--- Task brief ---
Lines outside the range are not wanted. Give again exactly the lines between the line holding "463L711 431L696 425L672" and the line holding "positive clicks: (118, 150) (129, 133)", inclusive, from the listing below.
----- Source information -----
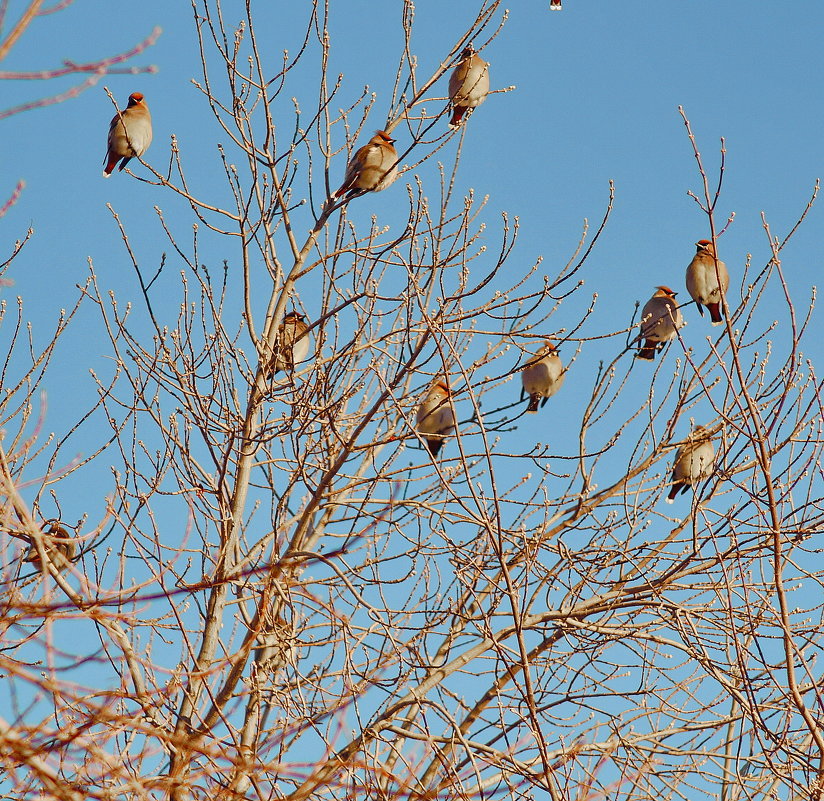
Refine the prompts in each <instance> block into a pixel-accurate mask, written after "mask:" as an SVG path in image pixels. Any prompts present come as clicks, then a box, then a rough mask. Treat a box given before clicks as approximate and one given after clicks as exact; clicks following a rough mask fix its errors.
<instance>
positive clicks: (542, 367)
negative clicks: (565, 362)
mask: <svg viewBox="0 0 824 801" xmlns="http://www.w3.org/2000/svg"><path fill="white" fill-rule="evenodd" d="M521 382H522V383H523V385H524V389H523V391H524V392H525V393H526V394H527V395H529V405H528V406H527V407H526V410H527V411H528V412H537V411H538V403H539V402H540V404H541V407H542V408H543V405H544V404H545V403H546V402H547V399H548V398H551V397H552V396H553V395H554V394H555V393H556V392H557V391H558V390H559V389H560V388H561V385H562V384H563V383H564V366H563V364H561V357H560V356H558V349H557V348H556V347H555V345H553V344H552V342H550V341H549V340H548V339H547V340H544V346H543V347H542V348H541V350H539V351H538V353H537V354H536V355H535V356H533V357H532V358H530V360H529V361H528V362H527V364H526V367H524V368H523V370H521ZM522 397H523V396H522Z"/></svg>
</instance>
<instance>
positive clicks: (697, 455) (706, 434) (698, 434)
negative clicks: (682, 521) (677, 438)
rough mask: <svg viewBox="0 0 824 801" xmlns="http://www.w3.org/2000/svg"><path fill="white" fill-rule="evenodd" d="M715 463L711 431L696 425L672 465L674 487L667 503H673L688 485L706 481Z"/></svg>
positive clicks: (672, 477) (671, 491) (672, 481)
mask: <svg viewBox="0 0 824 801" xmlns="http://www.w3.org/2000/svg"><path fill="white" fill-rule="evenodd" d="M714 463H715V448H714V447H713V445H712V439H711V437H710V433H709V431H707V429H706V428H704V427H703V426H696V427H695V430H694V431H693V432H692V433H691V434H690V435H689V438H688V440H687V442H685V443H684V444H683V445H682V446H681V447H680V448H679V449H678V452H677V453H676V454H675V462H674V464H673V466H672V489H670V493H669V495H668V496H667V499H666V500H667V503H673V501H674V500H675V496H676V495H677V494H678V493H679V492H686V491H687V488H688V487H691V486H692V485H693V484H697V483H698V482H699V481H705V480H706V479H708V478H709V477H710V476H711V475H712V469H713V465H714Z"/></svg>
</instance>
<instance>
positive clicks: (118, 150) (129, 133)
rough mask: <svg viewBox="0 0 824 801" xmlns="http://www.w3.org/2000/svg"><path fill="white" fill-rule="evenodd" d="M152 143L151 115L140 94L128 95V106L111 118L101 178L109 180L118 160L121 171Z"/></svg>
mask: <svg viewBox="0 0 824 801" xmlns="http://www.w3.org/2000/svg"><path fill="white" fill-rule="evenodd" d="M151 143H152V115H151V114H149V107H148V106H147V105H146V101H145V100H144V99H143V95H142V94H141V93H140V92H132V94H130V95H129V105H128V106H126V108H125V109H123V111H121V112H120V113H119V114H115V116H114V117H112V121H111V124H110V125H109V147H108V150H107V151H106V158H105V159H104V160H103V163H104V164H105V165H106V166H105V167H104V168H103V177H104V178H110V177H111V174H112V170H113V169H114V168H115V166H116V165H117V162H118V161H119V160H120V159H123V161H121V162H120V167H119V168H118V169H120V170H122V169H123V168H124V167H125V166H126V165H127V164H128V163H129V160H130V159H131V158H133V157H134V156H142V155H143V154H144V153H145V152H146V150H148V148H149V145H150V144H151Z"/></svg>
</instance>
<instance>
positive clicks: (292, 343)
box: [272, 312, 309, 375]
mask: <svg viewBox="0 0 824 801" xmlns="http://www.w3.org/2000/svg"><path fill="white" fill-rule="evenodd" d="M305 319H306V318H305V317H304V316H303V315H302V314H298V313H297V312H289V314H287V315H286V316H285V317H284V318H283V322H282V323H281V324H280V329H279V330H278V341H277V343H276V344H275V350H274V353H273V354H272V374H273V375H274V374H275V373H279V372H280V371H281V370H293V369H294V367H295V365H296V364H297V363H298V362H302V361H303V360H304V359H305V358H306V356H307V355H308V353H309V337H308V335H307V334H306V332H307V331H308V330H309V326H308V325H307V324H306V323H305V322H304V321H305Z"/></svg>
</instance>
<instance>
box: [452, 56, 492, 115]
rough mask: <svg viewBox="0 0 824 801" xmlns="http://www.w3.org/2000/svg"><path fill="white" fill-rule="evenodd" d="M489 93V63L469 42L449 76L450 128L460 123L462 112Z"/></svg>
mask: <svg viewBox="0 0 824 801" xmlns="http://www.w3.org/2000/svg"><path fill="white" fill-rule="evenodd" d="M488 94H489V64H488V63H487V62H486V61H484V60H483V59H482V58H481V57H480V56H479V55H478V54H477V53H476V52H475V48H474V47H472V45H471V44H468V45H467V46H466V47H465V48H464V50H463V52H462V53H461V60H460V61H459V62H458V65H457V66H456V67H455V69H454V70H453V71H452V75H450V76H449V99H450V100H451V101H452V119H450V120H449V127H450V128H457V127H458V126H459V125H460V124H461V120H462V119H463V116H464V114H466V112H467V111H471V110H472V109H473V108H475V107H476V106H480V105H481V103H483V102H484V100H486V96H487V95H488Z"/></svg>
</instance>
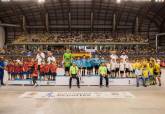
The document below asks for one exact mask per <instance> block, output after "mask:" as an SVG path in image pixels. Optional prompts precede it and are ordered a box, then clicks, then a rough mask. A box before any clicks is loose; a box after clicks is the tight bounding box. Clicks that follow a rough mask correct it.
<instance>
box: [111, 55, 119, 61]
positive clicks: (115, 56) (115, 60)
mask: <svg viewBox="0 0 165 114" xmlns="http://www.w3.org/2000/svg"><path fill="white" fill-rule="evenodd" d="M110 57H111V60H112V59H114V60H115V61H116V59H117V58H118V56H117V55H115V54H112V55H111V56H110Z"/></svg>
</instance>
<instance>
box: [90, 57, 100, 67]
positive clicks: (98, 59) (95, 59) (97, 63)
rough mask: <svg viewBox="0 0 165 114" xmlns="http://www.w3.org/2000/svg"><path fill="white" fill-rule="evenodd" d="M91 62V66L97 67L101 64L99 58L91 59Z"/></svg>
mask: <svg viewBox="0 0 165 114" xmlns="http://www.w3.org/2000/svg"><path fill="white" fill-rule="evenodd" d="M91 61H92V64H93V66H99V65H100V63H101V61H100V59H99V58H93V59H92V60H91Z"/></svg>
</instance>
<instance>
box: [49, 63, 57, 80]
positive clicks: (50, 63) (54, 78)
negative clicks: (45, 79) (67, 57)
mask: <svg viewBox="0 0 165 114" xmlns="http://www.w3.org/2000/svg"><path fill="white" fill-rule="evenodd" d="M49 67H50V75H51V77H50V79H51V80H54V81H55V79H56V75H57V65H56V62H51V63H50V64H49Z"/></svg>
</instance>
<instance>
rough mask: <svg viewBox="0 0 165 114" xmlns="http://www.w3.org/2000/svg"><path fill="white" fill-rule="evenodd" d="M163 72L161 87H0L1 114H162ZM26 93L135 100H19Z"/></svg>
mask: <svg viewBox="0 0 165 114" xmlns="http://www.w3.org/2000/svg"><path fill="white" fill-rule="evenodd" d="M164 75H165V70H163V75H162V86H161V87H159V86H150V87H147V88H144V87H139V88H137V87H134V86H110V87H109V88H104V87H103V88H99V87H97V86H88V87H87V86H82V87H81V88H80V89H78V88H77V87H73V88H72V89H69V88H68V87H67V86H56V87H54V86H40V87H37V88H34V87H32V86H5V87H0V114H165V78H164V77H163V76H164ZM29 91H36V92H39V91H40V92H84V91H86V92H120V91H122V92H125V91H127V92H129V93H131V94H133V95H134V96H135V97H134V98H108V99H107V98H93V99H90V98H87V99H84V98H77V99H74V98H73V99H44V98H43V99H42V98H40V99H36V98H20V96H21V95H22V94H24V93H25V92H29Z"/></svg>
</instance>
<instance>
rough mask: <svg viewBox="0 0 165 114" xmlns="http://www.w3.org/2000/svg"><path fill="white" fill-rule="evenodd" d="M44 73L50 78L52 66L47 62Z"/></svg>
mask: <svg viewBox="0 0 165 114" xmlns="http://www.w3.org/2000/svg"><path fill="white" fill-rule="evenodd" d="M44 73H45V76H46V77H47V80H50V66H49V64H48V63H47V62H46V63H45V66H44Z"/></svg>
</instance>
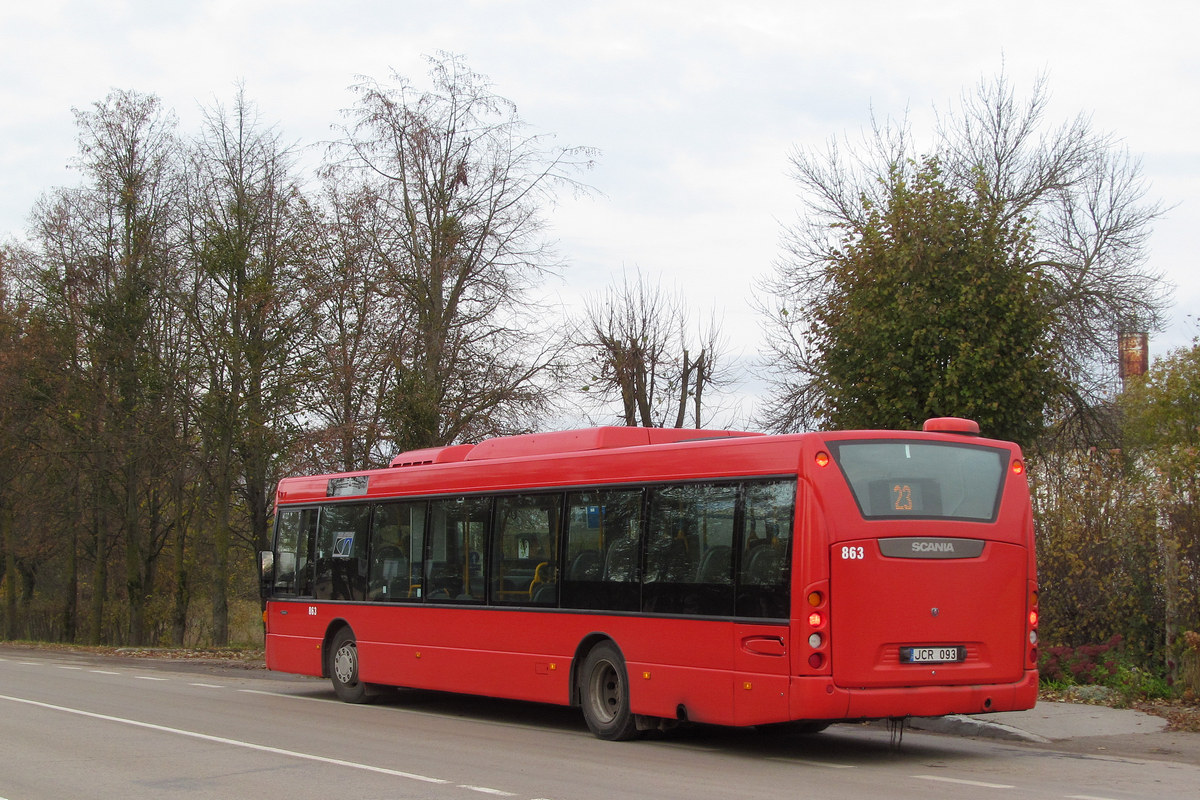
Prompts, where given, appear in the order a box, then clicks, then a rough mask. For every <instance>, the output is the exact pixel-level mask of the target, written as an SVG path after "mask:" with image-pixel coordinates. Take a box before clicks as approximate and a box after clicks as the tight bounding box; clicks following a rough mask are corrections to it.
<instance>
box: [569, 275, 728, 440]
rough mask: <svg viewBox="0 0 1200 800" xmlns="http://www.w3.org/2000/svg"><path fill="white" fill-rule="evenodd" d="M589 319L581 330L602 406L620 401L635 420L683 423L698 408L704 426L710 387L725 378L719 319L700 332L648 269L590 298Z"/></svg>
-----
--- Worked solution ---
rough mask: <svg viewBox="0 0 824 801" xmlns="http://www.w3.org/2000/svg"><path fill="white" fill-rule="evenodd" d="M715 463L711 431L696 425L672 465L674 487L667 503H673L688 485L706 481Z"/></svg>
positive clicks: (672, 477) (671, 491) (672, 481)
mask: <svg viewBox="0 0 824 801" xmlns="http://www.w3.org/2000/svg"><path fill="white" fill-rule="evenodd" d="M714 463H715V448H714V447H713V445H712V439H711V437H710V433H709V431H707V429H706V428H704V427H703V426H696V427H695V430H694V431H693V432H692V433H691V434H690V435H689V438H688V440H687V442H685V443H684V444H683V445H682V446H681V447H680V448H679V449H678V452H677V453H676V454H675V462H674V464H673V466H672V489H670V493H669V495H668V496H667V499H666V500H667V503H673V501H674V500H675V496H676V495H677V494H678V493H679V492H686V491H687V488H688V487H691V486H692V485H693V484H697V483H698V482H699V481H705V480H706V479H708V478H709V477H710V476H711V475H712V469H713V465H714Z"/></svg>
</instance>
<instance>
positive clicks: (118, 150) (129, 133)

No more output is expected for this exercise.